Given passage
* * * * *
June 3, 2012
The Final Report submitted by the Group of Interlocutors for J&K reeks of Indian state’s big nation chauvinism! Article 370 or ‘Special Status’ can no longer contain Kashmir’s aspirations for freedom!
“The
oppressor’s government can set up commissions of enquiry and of information daily
if it wants to; in the eyes of the native, these commissions do not exist. ..in
the colonies the native has always known that he need expect nothing from the
other side. The settler’s work is to make even dreams of liberty impossible for
the native. The native’s work is to imagine all possible methods
for
destroying the settler.” –
Frantz
Fanon.
* * * * *
Task objective
Reproduce the entire statement on the J&K interlocutors' report word for word. The listing has no part in this.

Source material
* * * * *
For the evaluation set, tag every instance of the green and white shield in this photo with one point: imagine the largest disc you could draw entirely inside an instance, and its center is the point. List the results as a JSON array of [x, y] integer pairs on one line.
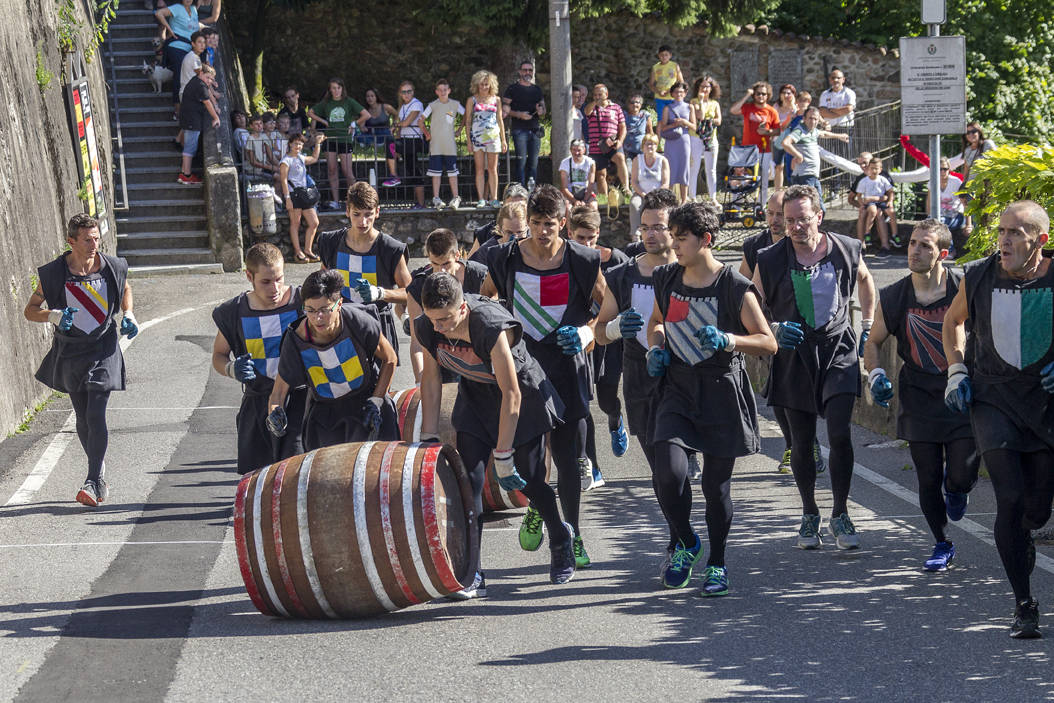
* * * * *
Result below
June 3, 2012
The Final Report submitted by the Group of Interlocutors for J&K reeks of Indian state’s big nation chauvinism! Article 370 or ‘Special Status’ can no longer contain Kashmir’s aspirations for freedom!
“The
oppressor’s government can set up commissions of enquiry and of information daily
if it wants to; in the eyes of the native, these commissions do not exist. ..in
the colonies the native has always known that he need expect nothing from the
other side. The settler’s work is to make even dreams of liberty impossible for
the native. The native’s work is to imagine all possible methods
for
destroying the settler.” –
Frantz
Fanon.